---------- BLOQUE DE TEXTO ----------

Lo revolucionario también puede ser espiritual
Columna de opinión del profesor de derecho laboral, licenciado Jaime Sanabria Montañez.
Cuando un territorio se esquista en su propia decadencia, cuando una demarcación geográfica - dependiente de otra - encabeza los índices (de desempleo, de pobreza infantil y familiar), cuando ese mismo territorio está sujeto a la supervisión (de gastos, ingresos e inversiones) por una Junta de Supervisión Fiscal entramada en el continente, quizá sea el momento de reflexionar quiénes somos, por qué estamos como estamos y hacia dónde debiésemos ir para, sin dejar de ser lo que somos, tratar de tender hacia quiénes queremos ser y así honrar esta isla, un pedazo bello de litosfera, en definitiva, que llamamos Puerto Rico.
Una de las direcciones propugnadas por muchos es la independencia, por su potencial de convertir a Puerto Rico en un territorio soberano capaz de gestionar sus recursos sin injerencias, desde una única Constitución, sin romper violentamente lazos con los EE.UU., pero desasiéndose de ese abrazo (entre lo constitucional, paternalista y asfixiante) que el país más poderoso del planeta pretende próspero, pero que, en no pocas ocasiones, resulta opresivo.

---------- ENTRADAS EXTRAÍDAS ----------

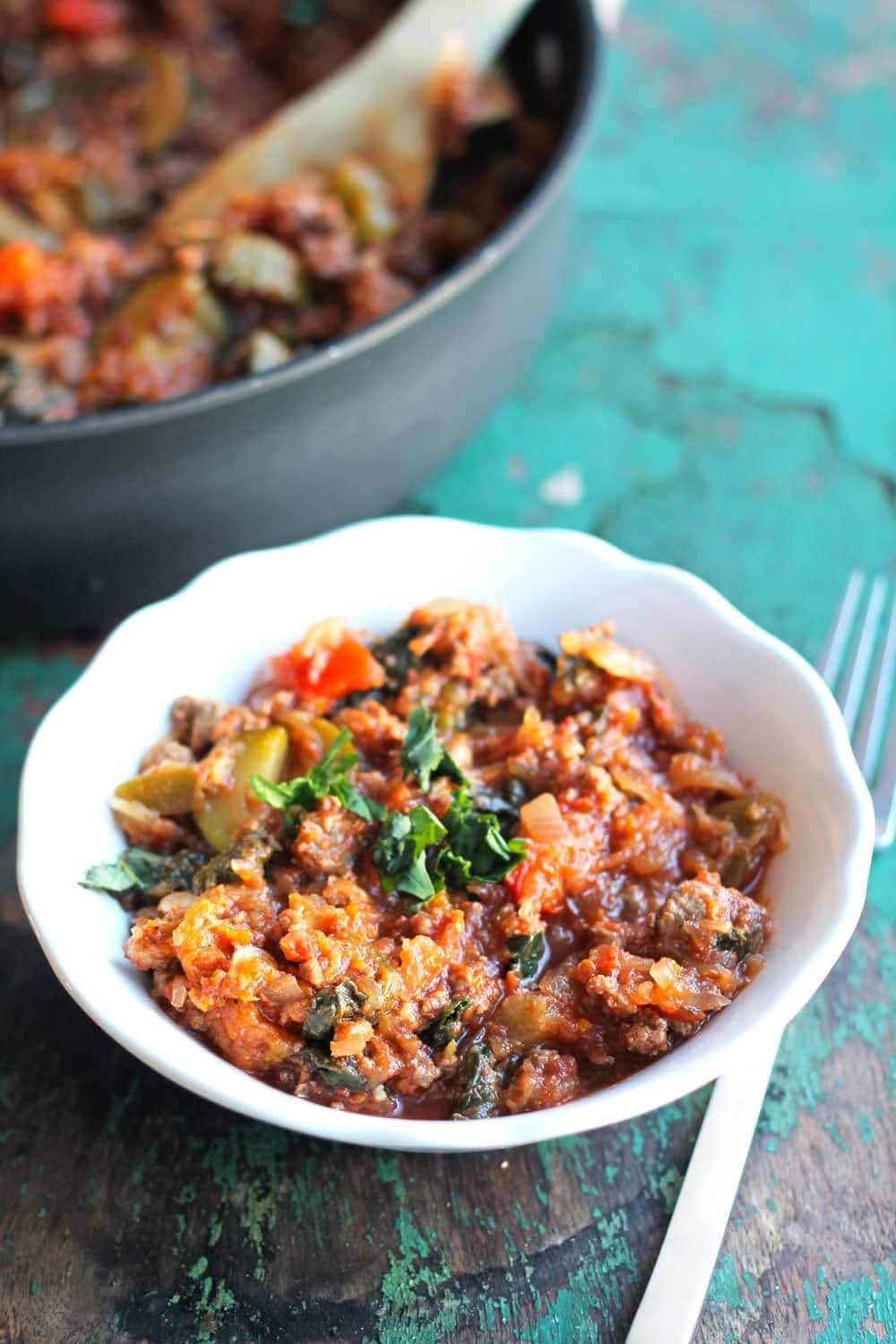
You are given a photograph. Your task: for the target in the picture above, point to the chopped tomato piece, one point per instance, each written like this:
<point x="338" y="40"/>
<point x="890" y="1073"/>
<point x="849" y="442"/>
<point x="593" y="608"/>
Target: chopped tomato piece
<point x="21" y="263"/>
<point x="82" y="18"/>
<point x="330" y="674"/>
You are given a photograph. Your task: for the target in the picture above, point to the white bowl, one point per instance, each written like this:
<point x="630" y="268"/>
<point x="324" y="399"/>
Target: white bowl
<point x="780" y="722"/>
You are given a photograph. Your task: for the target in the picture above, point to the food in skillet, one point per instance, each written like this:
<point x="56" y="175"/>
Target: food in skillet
<point x="109" y="107"/>
<point x="447" y="873"/>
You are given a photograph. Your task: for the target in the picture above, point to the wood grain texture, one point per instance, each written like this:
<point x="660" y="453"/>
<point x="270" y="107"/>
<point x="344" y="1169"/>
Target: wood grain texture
<point x="718" y="392"/>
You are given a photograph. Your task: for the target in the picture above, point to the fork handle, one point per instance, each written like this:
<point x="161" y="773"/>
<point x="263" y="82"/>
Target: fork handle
<point x="673" y="1298"/>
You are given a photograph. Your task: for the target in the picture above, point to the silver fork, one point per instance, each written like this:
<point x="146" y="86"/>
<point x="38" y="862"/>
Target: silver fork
<point x="858" y="664"/>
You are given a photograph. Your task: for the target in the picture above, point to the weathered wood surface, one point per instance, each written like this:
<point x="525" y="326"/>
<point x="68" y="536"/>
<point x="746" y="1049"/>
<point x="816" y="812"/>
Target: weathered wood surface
<point x="718" y="392"/>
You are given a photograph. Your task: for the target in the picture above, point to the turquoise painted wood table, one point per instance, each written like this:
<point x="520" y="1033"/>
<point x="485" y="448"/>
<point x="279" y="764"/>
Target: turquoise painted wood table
<point x="718" y="390"/>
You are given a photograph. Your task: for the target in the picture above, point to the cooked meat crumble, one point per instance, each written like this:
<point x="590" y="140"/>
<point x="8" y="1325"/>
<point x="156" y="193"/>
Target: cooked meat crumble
<point x="445" y="873"/>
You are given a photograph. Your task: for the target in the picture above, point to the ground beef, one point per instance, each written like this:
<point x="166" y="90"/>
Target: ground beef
<point x="468" y="879"/>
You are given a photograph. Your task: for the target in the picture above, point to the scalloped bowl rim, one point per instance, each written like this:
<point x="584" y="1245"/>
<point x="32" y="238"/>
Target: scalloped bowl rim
<point x="848" y="825"/>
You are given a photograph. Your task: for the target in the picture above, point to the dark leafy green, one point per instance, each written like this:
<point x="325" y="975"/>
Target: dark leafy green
<point x="252" y="852"/>
<point x="525" y="952"/>
<point x="328" y="777"/>
<point x="424" y="755"/>
<point x="395" y="658"/>
<point x="330" y="1007"/>
<point x="478" y="1083"/>
<point x="739" y="941"/>
<point x="401" y="854"/>
<point x="333" y="1073"/>
<point x="301" y="13"/>
<point x="477" y="849"/>
<point x="446" y="1026"/>
<point x="136" y="868"/>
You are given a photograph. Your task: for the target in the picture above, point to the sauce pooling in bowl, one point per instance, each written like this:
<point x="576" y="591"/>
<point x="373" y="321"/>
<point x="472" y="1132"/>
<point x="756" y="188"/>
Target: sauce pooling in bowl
<point x="445" y="873"/>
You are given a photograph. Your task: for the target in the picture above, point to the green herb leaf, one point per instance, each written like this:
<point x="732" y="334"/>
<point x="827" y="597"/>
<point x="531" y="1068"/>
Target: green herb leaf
<point x="301" y="13"/>
<point x="140" y="868"/>
<point x="739" y="941"/>
<point x="333" y="1073"/>
<point x="525" y="952"/>
<point x="446" y="1026"/>
<point x="477" y="849"/>
<point x="424" y="755"/>
<point x="327" y="777"/>
<point x="330" y="1007"/>
<point x="401" y="854"/>
<point x="478" y="1081"/>
<point x="367" y="808"/>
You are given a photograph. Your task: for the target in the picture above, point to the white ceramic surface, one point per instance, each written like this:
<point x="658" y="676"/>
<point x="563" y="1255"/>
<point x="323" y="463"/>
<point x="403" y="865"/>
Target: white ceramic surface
<point x="780" y="723"/>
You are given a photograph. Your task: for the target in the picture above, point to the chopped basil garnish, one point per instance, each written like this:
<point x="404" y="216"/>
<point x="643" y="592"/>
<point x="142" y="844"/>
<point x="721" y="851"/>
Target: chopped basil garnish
<point x="478" y="1081"/>
<point x="401" y="854"/>
<point x="140" y="868"/>
<point x="327" y="777"/>
<point x="424" y="755"/>
<point x="333" y="1073"/>
<point x="477" y="851"/>
<point x="525" y="952"/>
<point x="446" y="1026"/>
<point x="332" y="1005"/>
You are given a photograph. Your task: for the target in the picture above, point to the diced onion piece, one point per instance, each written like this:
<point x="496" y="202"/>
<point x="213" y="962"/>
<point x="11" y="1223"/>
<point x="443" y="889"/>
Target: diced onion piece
<point x="541" y="820"/>
<point x="688" y="771"/>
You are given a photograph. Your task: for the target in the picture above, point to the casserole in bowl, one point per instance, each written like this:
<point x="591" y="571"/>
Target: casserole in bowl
<point x="780" y="725"/>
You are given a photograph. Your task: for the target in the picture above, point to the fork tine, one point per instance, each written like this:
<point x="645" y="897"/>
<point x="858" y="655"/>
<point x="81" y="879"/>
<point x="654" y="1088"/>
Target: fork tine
<point x="856" y="672"/>
<point x="874" y="719"/>
<point x="884" y="795"/>
<point x="834" y="647"/>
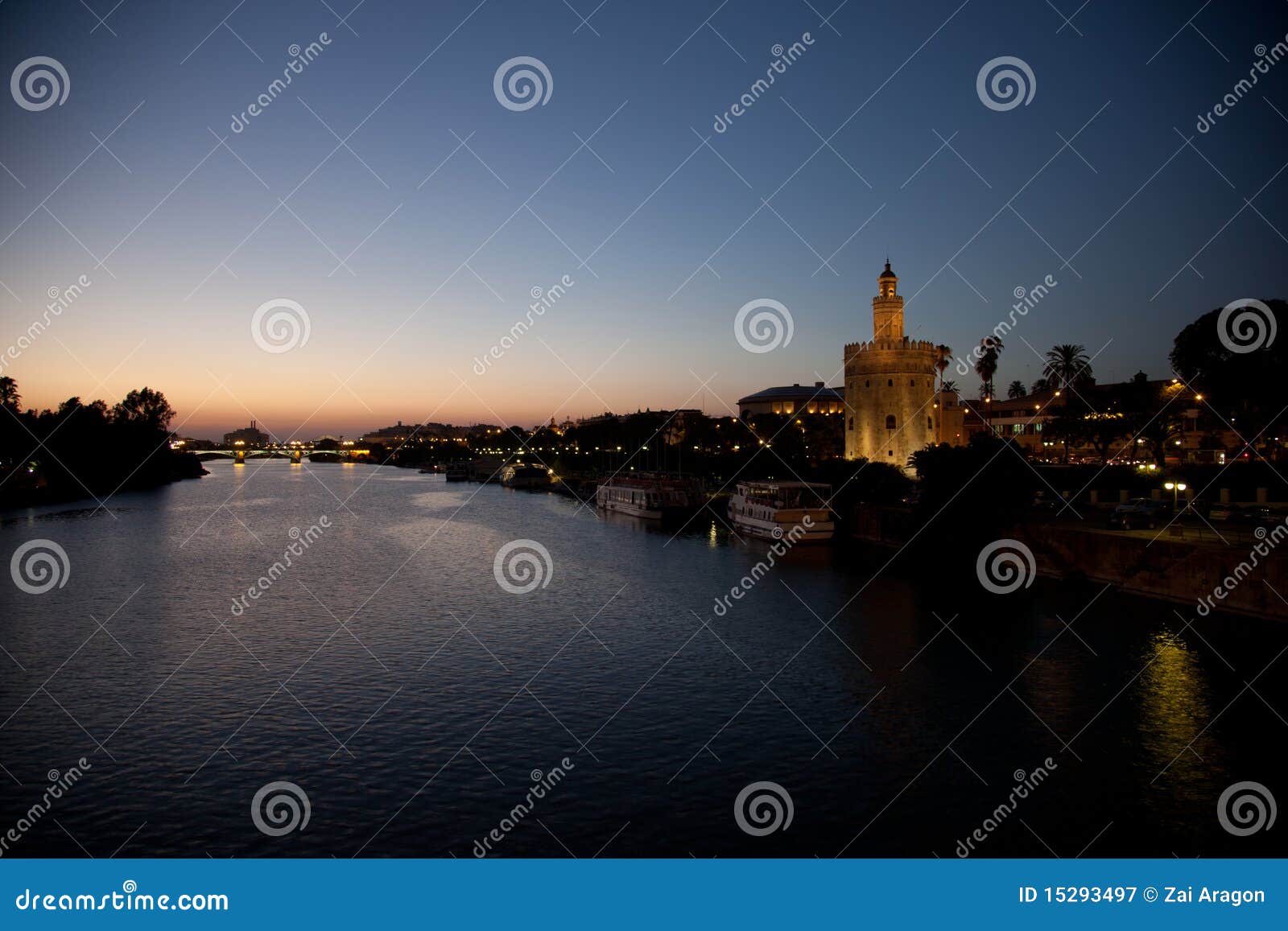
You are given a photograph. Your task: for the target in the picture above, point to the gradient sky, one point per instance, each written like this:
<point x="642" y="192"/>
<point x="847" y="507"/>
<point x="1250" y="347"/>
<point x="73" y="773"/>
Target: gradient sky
<point x="397" y="339"/>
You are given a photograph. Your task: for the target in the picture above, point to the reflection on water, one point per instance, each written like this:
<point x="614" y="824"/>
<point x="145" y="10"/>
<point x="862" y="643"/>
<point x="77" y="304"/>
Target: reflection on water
<point x="390" y="676"/>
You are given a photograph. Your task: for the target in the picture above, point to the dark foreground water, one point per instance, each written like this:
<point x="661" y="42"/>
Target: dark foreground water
<point x="410" y="697"/>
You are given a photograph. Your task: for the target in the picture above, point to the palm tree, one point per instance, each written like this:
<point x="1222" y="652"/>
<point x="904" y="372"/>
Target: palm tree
<point x="985" y="366"/>
<point x="1067" y="365"/>
<point x="946" y="357"/>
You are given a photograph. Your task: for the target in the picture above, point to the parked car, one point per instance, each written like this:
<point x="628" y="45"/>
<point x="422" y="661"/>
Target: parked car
<point x="1139" y="513"/>
<point x="1046" y="504"/>
<point x="1225" y="513"/>
<point x="1261" y="517"/>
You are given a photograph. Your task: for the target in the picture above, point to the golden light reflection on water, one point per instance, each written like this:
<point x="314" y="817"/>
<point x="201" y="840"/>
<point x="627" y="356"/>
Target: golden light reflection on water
<point x="1174" y="714"/>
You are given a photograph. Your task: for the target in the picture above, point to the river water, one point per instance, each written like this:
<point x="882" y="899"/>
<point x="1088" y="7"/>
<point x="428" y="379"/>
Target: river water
<point x="414" y="699"/>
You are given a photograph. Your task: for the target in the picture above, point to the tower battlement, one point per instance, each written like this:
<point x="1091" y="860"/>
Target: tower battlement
<point x="890" y="398"/>
<point x="890" y="343"/>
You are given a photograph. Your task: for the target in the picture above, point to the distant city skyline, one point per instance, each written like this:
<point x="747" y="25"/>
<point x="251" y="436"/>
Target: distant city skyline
<point x="416" y="245"/>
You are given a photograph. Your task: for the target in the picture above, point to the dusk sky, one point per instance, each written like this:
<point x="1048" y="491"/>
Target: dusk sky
<point x="442" y="244"/>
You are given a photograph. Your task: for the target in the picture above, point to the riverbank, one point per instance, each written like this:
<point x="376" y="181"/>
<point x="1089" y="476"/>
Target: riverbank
<point x="1242" y="575"/>
<point x="30" y="489"/>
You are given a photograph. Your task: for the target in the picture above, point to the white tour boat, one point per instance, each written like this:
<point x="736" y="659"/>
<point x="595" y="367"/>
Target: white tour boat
<point x="650" y="496"/>
<point x="777" y="510"/>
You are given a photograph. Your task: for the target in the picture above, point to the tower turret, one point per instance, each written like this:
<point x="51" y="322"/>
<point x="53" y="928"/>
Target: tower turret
<point x="888" y="307"/>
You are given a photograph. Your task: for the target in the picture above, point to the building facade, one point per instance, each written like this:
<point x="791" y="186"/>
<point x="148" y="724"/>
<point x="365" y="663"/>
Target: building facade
<point x="890" y="399"/>
<point x="792" y="399"/>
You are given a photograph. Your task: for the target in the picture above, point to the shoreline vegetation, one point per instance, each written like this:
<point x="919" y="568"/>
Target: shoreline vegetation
<point x="87" y="450"/>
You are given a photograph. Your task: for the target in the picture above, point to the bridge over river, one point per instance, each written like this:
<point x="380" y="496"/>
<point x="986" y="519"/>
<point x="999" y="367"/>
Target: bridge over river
<point x="295" y="454"/>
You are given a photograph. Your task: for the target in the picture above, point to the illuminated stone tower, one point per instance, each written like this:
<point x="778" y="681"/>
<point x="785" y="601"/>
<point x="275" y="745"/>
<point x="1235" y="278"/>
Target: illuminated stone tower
<point x="890" y="398"/>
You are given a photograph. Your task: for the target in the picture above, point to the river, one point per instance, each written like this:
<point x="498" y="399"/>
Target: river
<point x="414" y="699"/>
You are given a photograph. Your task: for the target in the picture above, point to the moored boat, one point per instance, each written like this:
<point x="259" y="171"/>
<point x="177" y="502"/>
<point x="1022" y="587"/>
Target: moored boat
<point x="777" y="510"/>
<point x="521" y="476"/>
<point x="654" y="497"/>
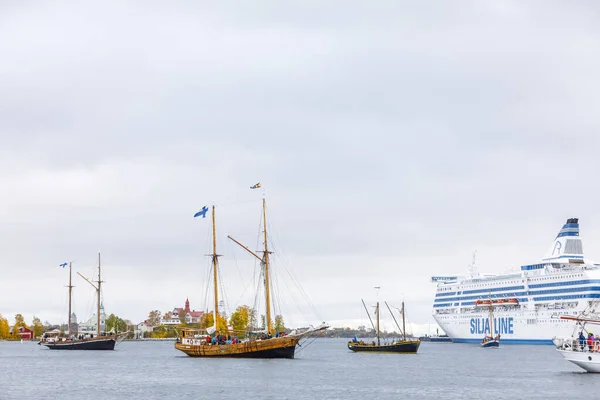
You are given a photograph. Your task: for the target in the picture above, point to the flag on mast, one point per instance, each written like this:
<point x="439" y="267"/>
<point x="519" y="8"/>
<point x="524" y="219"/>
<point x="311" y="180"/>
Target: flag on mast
<point x="202" y="212"/>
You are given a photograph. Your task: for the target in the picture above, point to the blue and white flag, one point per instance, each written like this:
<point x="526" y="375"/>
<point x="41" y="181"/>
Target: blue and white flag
<point x="201" y="213"/>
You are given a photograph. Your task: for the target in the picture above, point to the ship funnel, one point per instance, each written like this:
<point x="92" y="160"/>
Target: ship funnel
<point x="567" y="247"/>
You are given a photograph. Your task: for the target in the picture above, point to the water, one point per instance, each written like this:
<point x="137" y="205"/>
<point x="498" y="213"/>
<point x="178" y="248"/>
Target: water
<point x="323" y="370"/>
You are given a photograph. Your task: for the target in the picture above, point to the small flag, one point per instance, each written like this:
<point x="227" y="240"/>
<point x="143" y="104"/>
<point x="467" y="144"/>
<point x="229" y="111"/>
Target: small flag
<point x="201" y="212"/>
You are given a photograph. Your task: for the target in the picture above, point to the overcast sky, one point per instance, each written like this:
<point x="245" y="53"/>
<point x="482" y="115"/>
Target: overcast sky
<point x="392" y="140"/>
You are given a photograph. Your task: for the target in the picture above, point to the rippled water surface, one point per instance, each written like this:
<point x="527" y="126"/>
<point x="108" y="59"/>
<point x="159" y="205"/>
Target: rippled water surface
<point x="325" y="369"/>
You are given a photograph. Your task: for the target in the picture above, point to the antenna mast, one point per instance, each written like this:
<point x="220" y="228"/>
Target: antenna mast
<point x="70" y="296"/>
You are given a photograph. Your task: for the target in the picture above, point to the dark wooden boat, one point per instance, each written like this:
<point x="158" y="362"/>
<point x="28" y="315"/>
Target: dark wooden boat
<point x="399" y="346"/>
<point x="75" y="340"/>
<point x="94" y="343"/>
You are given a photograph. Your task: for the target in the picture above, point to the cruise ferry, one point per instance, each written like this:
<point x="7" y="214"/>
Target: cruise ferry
<point x="527" y="304"/>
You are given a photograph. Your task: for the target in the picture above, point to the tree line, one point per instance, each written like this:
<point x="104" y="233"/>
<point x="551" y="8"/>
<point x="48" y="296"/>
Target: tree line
<point x="36" y="327"/>
<point x="243" y="320"/>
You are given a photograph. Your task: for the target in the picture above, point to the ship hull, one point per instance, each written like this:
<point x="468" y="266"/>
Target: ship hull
<point x="271" y="348"/>
<point x="86" y="344"/>
<point x="406" y="347"/>
<point x="585" y="360"/>
<point x="535" y="321"/>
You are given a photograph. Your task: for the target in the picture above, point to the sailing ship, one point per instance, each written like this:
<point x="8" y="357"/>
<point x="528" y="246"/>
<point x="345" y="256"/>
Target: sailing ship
<point x="404" y="345"/>
<point x="489" y="340"/>
<point x="581" y="349"/>
<point x="269" y="344"/>
<point x="75" y="340"/>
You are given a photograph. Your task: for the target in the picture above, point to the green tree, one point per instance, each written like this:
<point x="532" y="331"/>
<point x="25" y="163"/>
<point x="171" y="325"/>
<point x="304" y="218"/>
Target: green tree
<point x="38" y="327"/>
<point x="19" y="321"/>
<point x="240" y="319"/>
<point x="182" y="316"/>
<point x="154" y="317"/>
<point x="279" y="325"/>
<point x="115" y="323"/>
<point x="4" y="328"/>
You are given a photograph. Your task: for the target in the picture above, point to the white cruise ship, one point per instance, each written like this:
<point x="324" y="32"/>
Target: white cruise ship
<point x="526" y="304"/>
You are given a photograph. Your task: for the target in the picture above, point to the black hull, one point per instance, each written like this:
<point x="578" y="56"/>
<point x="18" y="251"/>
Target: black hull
<point x="93" y="344"/>
<point x="284" y="352"/>
<point x="407" y="347"/>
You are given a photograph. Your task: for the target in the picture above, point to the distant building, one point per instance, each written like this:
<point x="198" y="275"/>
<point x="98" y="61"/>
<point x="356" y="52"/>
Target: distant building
<point x="91" y="324"/>
<point x="24" y="332"/>
<point x="190" y="316"/>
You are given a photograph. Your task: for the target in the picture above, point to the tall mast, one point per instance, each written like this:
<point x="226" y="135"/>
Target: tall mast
<point x="377" y="312"/>
<point x="98" y="292"/>
<point x="266" y="264"/>
<point x="214" y="259"/>
<point x="403" y="323"/>
<point x="70" y="295"/>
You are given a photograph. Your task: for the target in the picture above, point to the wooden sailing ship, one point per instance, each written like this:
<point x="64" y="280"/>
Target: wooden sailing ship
<point x="490" y="340"/>
<point x="408" y="346"/>
<point x="199" y="343"/>
<point x="76" y="340"/>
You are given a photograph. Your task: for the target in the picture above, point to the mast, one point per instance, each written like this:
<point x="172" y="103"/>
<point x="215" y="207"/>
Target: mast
<point x="390" y="310"/>
<point x="403" y="323"/>
<point x="214" y="259"/>
<point x="368" y="315"/>
<point x="70" y="296"/>
<point x="266" y="265"/>
<point x="98" y="292"/>
<point x="264" y="260"/>
<point x="377" y="312"/>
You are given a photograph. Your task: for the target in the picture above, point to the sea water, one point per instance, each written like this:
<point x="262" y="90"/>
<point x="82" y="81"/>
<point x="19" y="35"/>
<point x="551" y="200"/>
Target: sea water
<point x="323" y="369"/>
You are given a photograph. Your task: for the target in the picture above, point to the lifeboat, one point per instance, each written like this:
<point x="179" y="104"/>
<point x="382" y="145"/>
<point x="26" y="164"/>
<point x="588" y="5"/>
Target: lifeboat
<point x="497" y="302"/>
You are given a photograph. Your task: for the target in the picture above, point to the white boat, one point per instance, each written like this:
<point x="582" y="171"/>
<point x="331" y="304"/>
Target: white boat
<point x="527" y="303"/>
<point x="581" y="351"/>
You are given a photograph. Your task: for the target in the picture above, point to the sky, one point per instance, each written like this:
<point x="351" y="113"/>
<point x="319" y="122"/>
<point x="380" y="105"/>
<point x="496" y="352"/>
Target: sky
<point x="392" y="139"/>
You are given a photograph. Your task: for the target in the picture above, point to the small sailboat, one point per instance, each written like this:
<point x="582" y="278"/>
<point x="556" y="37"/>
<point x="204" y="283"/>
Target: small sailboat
<point x="489" y="340"/>
<point x="410" y="346"/>
<point x="87" y="341"/>
<point x="269" y="344"/>
<point x="582" y="348"/>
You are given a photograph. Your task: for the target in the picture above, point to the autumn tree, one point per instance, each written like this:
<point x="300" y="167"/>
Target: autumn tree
<point x="4" y="328"/>
<point x="279" y="325"/>
<point x="115" y="323"/>
<point x="240" y="318"/>
<point x="154" y="317"/>
<point x="38" y="327"/>
<point x="19" y="321"/>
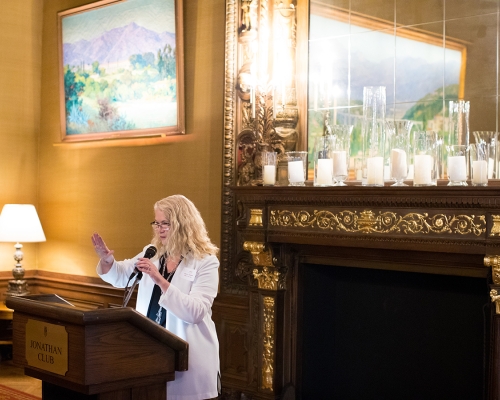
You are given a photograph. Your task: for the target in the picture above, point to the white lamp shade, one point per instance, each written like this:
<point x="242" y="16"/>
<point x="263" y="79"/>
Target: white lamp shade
<point x="20" y="223"/>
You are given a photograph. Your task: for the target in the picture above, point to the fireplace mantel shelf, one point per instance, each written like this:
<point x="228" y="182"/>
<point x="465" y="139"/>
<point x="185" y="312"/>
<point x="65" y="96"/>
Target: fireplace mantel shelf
<point x="269" y="232"/>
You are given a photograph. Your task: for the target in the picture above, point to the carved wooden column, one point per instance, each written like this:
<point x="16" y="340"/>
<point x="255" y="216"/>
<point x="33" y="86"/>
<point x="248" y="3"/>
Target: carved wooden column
<point x="270" y="292"/>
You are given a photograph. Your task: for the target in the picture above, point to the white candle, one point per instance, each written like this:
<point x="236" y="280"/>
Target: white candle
<point x="324" y="171"/>
<point x="479" y="172"/>
<point x="422" y="169"/>
<point x="410" y="172"/>
<point x="339" y="163"/>
<point x="399" y="167"/>
<point x="375" y="171"/>
<point x="491" y="167"/>
<point x="269" y="175"/>
<point x="456" y="168"/>
<point x="296" y="171"/>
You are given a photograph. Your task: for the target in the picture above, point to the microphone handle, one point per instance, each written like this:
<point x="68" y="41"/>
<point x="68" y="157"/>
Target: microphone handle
<point x="128" y="293"/>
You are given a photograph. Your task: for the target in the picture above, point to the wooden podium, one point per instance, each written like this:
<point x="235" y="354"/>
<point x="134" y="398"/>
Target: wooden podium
<point x="104" y="354"/>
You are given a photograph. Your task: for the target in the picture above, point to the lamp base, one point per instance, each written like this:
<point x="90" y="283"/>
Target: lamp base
<point x="17" y="287"/>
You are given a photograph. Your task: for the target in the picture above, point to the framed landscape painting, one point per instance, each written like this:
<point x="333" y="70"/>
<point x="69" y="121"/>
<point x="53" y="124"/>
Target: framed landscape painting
<point x="121" y="70"/>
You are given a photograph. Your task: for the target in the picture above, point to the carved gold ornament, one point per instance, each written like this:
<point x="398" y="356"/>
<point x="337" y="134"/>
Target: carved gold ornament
<point x="268" y="278"/>
<point x="495" y="229"/>
<point x="368" y="221"/>
<point x="255" y="217"/>
<point x="260" y="256"/>
<point x="495" y="298"/>
<point x="493" y="262"/>
<point x="268" y="344"/>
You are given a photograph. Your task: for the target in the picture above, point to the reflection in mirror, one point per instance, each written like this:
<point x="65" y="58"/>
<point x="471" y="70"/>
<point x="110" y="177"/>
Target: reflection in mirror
<point x="424" y="53"/>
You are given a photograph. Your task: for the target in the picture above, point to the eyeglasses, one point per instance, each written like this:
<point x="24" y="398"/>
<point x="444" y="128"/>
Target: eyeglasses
<point x="162" y="225"/>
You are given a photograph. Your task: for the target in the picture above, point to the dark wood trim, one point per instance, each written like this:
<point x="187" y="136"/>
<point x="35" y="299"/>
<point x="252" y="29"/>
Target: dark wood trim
<point x="82" y="291"/>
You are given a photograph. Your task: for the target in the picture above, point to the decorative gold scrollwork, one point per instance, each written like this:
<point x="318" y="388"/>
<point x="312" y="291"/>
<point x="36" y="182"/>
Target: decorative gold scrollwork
<point x="260" y="255"/>
<point x="268" y="278"/>
<point x="268" y="344"/>
<point x="368" y="221"/>
<point x="493" y="261"/>
<point x="495" y="298"/>
<point x="255" y="217"/>
<point x="267" y="275"/>
<point x="495" y="229"/>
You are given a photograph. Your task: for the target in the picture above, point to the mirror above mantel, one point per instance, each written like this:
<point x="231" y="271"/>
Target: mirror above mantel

----------

> **TAREA BREVE 1**: Transcribe de la columna el tramo que va desde "Una de las direcciones" hasta "ocasiones, resulta opresivo.".
> **TAREA BREVE 2**: Indica si cada afirmación coincide con la columna, respondiendo sí o no y citando las palabras que lo deciden: (a) La columna menciona una Junta de Supervisión Fiscal. (b) Según la columna, la independencia supondría romper violentamente los lazos con los EE.UU. (c) El autor de la columna es profesor de derecho penal.

> **RESPUESTA COMPLETA 1**:
Una de las direcciones propugnadas por muchos es la independencia, por su potencial de convertir a Puerto Rico en un territorio soberano capaz de gestionar sus recursos sin injerencias, desde una única Constitución, sin romper violentamente lazos con los EE.UU., pero desasiéndose de ese abrazo (entre lo constitucional, paternalista y asfixiante) que el país más poderoso del planeta pretende próspero, pero que, en no pocas ocasiones, resulta opresivo.

> **RESPUESTA COMPLETA 2**:
(a) Sí: "una Junta de Supervisión Fiscal entramada en el continente".
(b) No: "sin romper violentamente lazos con los EE.UU.".
(c) No: "profesor de derecho laboral".